**DIRECTIONS:**
Render every line of the listing below as a JSON list of strings, one string per line, skipping blank lines and leaving out the pictures.

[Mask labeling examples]
----------------
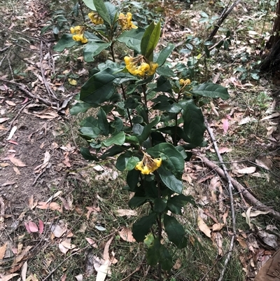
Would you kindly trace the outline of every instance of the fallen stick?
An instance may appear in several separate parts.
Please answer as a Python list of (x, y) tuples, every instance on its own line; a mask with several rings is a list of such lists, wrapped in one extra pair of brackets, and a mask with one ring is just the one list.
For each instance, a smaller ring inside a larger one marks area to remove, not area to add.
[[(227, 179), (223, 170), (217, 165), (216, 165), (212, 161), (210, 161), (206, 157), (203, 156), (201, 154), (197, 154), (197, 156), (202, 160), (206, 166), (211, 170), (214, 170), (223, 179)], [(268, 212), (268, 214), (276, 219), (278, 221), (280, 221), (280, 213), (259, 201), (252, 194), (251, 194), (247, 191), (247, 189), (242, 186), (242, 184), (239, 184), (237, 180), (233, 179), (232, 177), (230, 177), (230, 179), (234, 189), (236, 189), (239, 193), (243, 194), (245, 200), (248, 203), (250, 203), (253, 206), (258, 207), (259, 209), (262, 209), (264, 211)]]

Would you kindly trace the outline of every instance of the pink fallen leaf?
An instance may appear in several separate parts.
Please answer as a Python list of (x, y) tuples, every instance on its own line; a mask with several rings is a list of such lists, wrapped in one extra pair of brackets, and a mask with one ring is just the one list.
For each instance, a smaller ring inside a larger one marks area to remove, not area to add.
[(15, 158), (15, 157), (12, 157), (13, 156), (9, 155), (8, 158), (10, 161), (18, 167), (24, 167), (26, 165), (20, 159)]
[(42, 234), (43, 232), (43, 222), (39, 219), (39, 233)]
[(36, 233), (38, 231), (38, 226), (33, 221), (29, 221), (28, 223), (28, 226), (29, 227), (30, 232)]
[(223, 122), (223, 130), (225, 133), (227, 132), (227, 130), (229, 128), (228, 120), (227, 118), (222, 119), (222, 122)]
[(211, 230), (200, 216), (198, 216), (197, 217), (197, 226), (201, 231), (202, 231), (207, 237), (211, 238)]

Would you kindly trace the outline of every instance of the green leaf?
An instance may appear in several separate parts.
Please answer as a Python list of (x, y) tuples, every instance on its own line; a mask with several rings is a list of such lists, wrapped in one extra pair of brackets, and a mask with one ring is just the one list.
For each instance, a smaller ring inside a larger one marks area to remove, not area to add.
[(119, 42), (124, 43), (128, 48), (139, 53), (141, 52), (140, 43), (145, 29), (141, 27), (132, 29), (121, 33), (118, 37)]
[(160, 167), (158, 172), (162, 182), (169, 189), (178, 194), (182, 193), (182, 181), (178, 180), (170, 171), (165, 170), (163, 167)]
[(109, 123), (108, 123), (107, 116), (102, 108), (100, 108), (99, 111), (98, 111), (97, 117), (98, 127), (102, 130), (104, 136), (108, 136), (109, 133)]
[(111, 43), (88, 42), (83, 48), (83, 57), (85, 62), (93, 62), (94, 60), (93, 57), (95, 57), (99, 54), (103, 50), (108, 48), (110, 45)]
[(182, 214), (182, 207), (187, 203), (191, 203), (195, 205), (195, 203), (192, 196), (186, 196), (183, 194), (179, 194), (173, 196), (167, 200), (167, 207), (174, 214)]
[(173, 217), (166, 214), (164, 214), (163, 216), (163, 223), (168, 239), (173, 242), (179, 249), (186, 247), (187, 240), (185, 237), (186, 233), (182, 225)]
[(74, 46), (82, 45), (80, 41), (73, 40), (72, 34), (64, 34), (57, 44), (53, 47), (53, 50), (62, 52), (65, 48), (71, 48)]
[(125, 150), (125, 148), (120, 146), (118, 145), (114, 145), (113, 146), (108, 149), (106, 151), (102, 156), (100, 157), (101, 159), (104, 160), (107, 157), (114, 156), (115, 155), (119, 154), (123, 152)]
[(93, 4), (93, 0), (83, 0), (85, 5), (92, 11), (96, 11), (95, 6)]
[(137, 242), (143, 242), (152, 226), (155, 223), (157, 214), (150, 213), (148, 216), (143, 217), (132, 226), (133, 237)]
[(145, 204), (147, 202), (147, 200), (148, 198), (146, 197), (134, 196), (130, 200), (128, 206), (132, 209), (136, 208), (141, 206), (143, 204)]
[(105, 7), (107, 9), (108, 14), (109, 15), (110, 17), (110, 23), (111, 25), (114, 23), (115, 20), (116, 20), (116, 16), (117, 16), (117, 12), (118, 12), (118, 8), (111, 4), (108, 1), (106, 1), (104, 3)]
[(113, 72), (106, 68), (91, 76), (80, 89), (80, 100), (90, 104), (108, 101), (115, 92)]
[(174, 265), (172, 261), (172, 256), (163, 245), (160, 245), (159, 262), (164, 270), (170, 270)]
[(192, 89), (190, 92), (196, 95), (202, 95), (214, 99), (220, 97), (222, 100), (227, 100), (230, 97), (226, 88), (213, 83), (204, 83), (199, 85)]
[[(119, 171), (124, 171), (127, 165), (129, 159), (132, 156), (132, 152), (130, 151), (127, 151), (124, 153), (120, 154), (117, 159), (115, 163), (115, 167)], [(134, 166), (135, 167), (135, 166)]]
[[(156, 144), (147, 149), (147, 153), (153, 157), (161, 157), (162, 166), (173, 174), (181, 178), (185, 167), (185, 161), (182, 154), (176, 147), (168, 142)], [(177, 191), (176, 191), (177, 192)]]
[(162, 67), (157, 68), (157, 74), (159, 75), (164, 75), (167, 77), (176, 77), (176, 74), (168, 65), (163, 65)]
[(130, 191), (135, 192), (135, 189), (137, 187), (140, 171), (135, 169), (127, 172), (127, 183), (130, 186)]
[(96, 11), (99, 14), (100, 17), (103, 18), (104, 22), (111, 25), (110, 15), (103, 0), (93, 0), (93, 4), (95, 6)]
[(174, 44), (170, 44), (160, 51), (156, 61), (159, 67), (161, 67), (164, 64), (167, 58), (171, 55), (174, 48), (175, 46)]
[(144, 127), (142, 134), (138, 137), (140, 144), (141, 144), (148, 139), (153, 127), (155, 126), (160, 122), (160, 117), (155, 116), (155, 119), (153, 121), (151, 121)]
----------------
**WRITTEN SOLUTION:**
[
  "Would you kindly trace the outline of every instance of the fallen stick?",
  "An instance may appear in several separate parts.",
  "Please answer as a Python list of (x, y) tuples, every instance on its own line; a mask with several rings is a list of such lists, wrapped in one extra pair of brackets, and a mask with one ring is just the one list.",
  "For each instance, a smaller ring inside a larger one marks area to remove, not area to add.",
  "[[(227, 179), (223, 170), (217, 165), (216, 165), (212, 161), (210, 161), (206, 157), (203, 156), (201, 154), (197, 154), (197, 156), (202, 160), (206, 166), (211, 170), (214, 170), (223, 179)], [(268, 212), (268, 214), (276, 219), (278, 221), (280, 221), (280, 213), (259, 201), (252, 194), (251, 194), (247, 191), (247, 189), (242, 186), (242, 184), (239, 184), (237, 180), (233, 179), (232, 177), (230, 177), (230, 179), (234, 189), (236, 189), (239, 193), (243, 194), (245, 200), (248, 203), (250, 203), (253, 206), (258, 207), (259, 209), (262, 209), (264, 211)]]",
  "Would you kindly trace the outline of every instance of the pink fallen leaf?",
  "An instance may appear in several separate parts.",
  "Please answer as a Python list of (x, y) tuples, every instance on its own line; a mask with several rings is a list of such lists, wrapped in one extra pair of brackets, and a mask with one ring is just the one list.",
  "For each instance, a smaller ring inside a larger one marks area to remove, not area to add.",
  "[(15, 158), (15, 157), (12, 157), (13, 156), (9, 155), (8, 158), (10, 161), (18, 167), (24, 167), (26, 165), (20, 159)]",
  "[(42, 234), (43, 232), (43, 222), (39, 219), (39, 233)]",
  "[(36, 233), (38, 231), (38, 226), (33, 221), (29, 221), (28, 223), (28, 226), (29, 227), (30, 232)]",
  "[(223, 122), (223, 130), (225, 133), (227, 132), (227, 130), (229, 128), (228, 120), (227, 118), (222, 119), (222, 122)]",
  "[(211, 230), (200, 216), (198, 216), (197, 217), (197, 226), (201, 231), (202, 231), (207, 237), (211, 238)]",
  "Would you kindly trace the outline of every instance of the green leaf?",
  "An instance may appear in several separate parts.",
  "Please answer as a Python list of (x, y) tuples, every instance on its own line; a mask with several rings is a list of such lists, wrapped in one extra pair of brackets, and a mask with one ring is just the one list.",
  "For each instance, a smaller ring inside a larger one marks area to remove, not area to add.",
  "[(119, 42), (124, 43), (128, 48), (139, 53), (141, 52), (140, 43), (145, 29), (141, 27), (132, 29), (121, 33), (118, 37)]",
  "[(160, 167), (158, 172), (162, 182), (169, 189), (178, 194), (182, 193), (182, 181), (178, 180), (170, 171), (165, 170), (163, 167)]",
  "[(109, 123), (108, 123), (107, 116), (102, 108), (100, 108), (99, 111), (98, 111), (97, 117), (98, 127), (102, 130), (104, 136), (108, 136), (109, 133)]",
  "[(111, 43), (88, 42), (83, 48), (83, 57), (85, 62), (93, 62), (94, 60), (93, 57), (95, 57), (99, 54), (103, 50), (108, 48), (110, 45)]",
  "[(182, 214), (182, 207), (187, 203), (191, 203), (195, 205), (195, 203), (192, 196), (186, 196), (183, 194), (179, 194), (173, 196), (167, 200), (167, 207), (174, 214)]",
  "[(173, 217), (166, 214), (164, 214), (163, 216), (163, 223), (168, 239), (173, 242), (179, 249), (186, 247), (187, 240), (185, 237), (186, 233), (182, 225)]",
  "[(74, 46), (82, 45), (80, 41), (73, 40), (72, 34), (64, 34), (57, 44), (53, 47), (53, 50), (62, 52), (65, 48), (71, 48)]",
  "[(125, 150), (125, 148), (120, 146), (118, 145), (114, 145), (113, 146), (108, 149), (106, 151), (102, 156), (100, 157), (101, 159), (104, 160), (107, 157), (114, 156), (115, 155), (119, 154), (123, 152)]",
  "[(93, 4), (93, 0), (83, 0), (85, 5), (92, 11), (96, 11), (95, 6)]",
  "[(137, 242), (143, 242), (152, 226), (155, 223), (157, 214), (150, 213), (148, 216), (143, 217), (132, 226), (133, 237)]",
  "[(145, 204), (147, 202), (147, 200), (148, 198), (146, 197), (134, 196), (130, 200), (128, 206), (132, 209), (136, 208), (141, 206), (143, 204)]",
  "[(105, 7), (107, 9), (108, 14), (109, 15), (110, 17), (110, 23), (111, 25), (114, 23), (115, 20), (116, 20), (116, 16), (117, 16), (117, 12), (118, 12), (118, 8), (111, 4), (108, 1), (106, 1), (104, 3)]",
  "[(113, 72), (106, 68), (91, 76), (80, 89), (80, 100), (90, 104), (108, 101), (115, 92)]",
  "[(174, 265), (172, 261), (172, 256), (163, 245), (160, 245), (159, 262), (164, 270), (170, 270)]",
  "[(192, 89), (190, 92), (196, 95), (202, 95), (214, 99), (220, 97), (222, 100), (227, 100), (230, 97), (226, 88), (213, 83), (204, 83), (199, 85)]",
  "[[(119, 171), (124, 171), (127, 165), (129, 159), (132, 156), (132, 152), (130, 151), (127, 151), (124, 153), (120, 154), (117, 159), (115, 163), (115, 167)], [(134, 166), (135, 167), (135, 166)]]",
  "[[(156, 144), (147, 149), (147, 153), (153, 157), (161, 157), (162, 166), (173, 174), (181, 178), (185, 167), (185, 161), (182, 154), (176, 147), (168, 142)], [(177, 191), (176, 191), (177, 192)]]",
  "[(162, 67), (157, 68), (157, 74), (159, 75), (164, 75), (167, 77), (176, 77), (176, 74), (168, 65), (163, 65)]",
  "[(130, 191), (135, 192), (135, 189), (137, 187), (140, 171), (135, 169), (127, 172), (127, 183), (130, 186)]",
  "[(96, 11), (99, 14), (100, 17), (103, 18), (104, 22), (111, 25), (110, 15), (103, 0), (93, 0), (93, 4), (95, 6)]",
  "[(174, 44), (170, 44), (160, 51), (156, 61), (159, 67), (161, 67), (164, 64), (167, 58), (171, 55), (174, 48), (175, 46)]",
  "[(144, 127), (142, 134), (138, 137), (140, 144), (141, 144), (148, 139), (153, 127), (155, 126), (160, 122), (160, 117), (155, 116), (155, 119), (153, 121), (151, 121)]"
]